● How to complete this task
Go to the line containing "Target: shadow under coin stack" in the records below. Repeat it and the lines after it exactly, all the way to the end.
-- -- --
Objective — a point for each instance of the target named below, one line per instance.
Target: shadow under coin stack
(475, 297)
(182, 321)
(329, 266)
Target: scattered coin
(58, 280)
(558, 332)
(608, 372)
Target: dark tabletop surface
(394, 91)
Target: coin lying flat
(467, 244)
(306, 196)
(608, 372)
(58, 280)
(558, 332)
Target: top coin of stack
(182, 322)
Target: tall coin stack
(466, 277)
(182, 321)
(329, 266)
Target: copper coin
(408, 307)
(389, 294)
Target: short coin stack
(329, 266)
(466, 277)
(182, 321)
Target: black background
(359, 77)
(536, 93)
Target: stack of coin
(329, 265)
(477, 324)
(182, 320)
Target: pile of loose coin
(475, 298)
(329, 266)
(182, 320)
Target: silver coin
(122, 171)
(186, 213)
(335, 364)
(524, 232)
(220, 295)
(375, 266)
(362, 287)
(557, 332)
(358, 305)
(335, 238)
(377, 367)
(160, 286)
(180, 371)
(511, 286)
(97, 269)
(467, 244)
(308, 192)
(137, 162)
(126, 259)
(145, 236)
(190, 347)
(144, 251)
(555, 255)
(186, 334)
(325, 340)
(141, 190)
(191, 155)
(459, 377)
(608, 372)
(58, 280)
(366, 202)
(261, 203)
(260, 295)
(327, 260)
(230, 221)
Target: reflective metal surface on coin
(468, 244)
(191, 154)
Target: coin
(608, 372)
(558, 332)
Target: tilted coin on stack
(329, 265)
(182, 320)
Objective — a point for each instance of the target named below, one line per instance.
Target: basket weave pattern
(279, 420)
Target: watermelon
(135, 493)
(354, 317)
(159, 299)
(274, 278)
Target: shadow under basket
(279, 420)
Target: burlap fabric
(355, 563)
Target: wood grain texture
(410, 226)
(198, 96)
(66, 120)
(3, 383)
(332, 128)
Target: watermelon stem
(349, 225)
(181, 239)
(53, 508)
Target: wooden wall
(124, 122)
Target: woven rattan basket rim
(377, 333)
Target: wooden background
-- -- --
● Task output
Target: shadow under coin stack
(475, 297)
(182, 321)
(329, 266)
Target: scattered coin
(58, 280)
(558, 332)
(608, 372)
Target: dark tabletop surface
(394, 91)
Target: coin lying flat
(467, 244)
(306, 196)
(608, 372)
(58, 280)
(558, 332)
Target: top coin of stack
(182, 322)
Target: tall coin stack
(466, 277)
(182, 321)
(329, 266)
Target: copper coin
(408, 307)
(389, 294)
Target: short coin stack
(329, 266)
(466, 277)
(182, 321)
Target: black background
(359, 77)
(536, 93)
Target: stack of coin
(329, 265)
(477, 324)
(182, 320)
Target: pile of loose coin
(475, 298)
(329, 266)
(182, 320)
Target: silver coin
(122, 171)
(186, 213)
(335, 364)
(524, 232)
(220, 295)
(375, 266)
(362, 287)
(557, 332)
(358, 305)
(335, 238)
(377, 367)
(160, 286)
(180, 371)
(511, 286)
(97, 269)
(467, 244)
(308, 192)
(137, 162)
(126, 259)
(145, 236)
(190, 347)
(144, 251)
(555, 255)
(186, 334)
(325, 340)
(141, 190)
(191, 155)
(459, 377)
(608, 372)
(58, 280)
(366, 202)
(261, 203)
(260, 295)
(327, 260)
(230, 221)
Target: reflective metal surface on coin
(468, 244)
(191, 154)
Target: coin
(608, 372)
(558, 332)
Target: tilted coin on stack
(329, 265)
(182, 320)
Objective — a point for each instance of the target named below, one line per instance.
Target: basket weave pattern
(279, 420)
Target: watermelon
(135, 493)
(354, 317)
(159, 299)
(274, 278)
Target: shadow under basket
(279, 420)
Target: burlap fabric
(355, 563)
Target: wood grain texture
(410, 226)
(198, 96)
(66, 120)
(3, 383)
(332, 128)
Target: watermelon stem
(349, 225)
(181, 239)
(53, 508)
Target: wooden wall
(124, 122)
Target: woven rattan basket rim
(377, 333)
Target: wooden background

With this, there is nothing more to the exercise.